**Task details:** Could you output each line of the data that follows exactly?

------------------------------------------------

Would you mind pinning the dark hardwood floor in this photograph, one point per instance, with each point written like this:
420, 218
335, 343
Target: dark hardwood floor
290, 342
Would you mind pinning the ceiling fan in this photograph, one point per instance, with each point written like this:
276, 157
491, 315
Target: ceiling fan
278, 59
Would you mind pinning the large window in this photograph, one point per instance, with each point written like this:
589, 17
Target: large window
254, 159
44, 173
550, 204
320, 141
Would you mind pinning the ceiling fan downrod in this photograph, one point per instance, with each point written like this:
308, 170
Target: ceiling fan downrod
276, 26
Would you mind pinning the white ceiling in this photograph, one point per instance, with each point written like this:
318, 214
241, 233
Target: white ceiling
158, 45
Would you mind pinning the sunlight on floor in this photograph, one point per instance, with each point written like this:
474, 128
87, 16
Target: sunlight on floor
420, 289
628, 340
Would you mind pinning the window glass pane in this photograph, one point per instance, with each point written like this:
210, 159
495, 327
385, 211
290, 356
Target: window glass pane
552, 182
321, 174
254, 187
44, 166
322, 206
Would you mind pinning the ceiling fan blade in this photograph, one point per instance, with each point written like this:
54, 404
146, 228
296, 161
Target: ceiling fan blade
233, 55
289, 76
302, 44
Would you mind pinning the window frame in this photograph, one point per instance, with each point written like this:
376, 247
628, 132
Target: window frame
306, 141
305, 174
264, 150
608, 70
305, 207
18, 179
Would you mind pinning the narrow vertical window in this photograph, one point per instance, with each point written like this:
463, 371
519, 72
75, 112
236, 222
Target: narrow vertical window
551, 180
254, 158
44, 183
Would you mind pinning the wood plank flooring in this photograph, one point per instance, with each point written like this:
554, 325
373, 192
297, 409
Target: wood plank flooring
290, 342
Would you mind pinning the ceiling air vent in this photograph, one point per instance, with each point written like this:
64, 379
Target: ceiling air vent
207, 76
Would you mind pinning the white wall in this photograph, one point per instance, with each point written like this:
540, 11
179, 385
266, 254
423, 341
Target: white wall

------------------------------------------------

**Result for this exercise:**
Would you mind pinning the dark hardwood floor in this photograph, one point per instance, with each point written like this:
420, 218
335, 343
Target: dark hardwood floor
290, 342
Would you mind pinning the ceiling fan in this photograph, one point per instance, with each point written like this:
276, 157
491, 315
Target: ceiling fan
278, 59
Would you mind pinning the large window in this photograph, one point per instance, with each point written like this:
589, 17
Target: large window
254, 159
44, 173
550, 204
320, 141
Would you mind pinning the ceiling fan downrod in this photograph, one point per instance, with each point written like this:
308, 170
Target: ceiling fan downrod
276, 26
Would you mind pinning the white ceiling in this photograph, one point per instance, with each point written like this:
318, 214
241, 233
Target: white ceiling
158, 45
Would you mind pinning the sunlight on floor in this photograph, one point per instance, with each point written like this:
474, 128
87, 16
Target: sunlight on floor
420, 289
628, 340
Would you mind pinning the window glass pane in this photograph, one point per instance, with each point written like this:
210, 159
495, 327
385, 211
290, 356
Target: window glass pane
552, 182
321, 174
254, 187
44, 166
322, 206
Would you mind pinning the ceiling fan blade in this photograph, one point per instance, with each point written like this:
54, 404
146, 228
296, 161
Target: ceiling fan blade
233, 55
289, 76
302, 44
Would you mind pinning the window frame in this photograph, one point per instance, with each point written like this:
376, 247
628, 132
Target: window frame
306, 141
305, 174
264, 150
608, 70
305, 207
18, 179
Would you mind pinning the narrow vertical window in this photograph, one point per instance, with each point written like this:
463, 371
519, 72
75, 112
236, 222
Target: narrow vertical window
551, 180
254, 158
44, 183
Would you mind pinning the wood plank flooring in this photograph, one point per instance, with each point written like this:
554, 325
373, 192
297, 409
Target: wood plank flooring
290, 342
Would you mind pinning the ceiling air vent in this photograph, one point per instance, with each point written like this:
64, 379
Target: ceiling air vent
207, 76
Would you mind pinning the white wall in this photograph, one point per instance, with each point written like this:
540, 11
179, 385
266, 254
423, 341
Target: white wall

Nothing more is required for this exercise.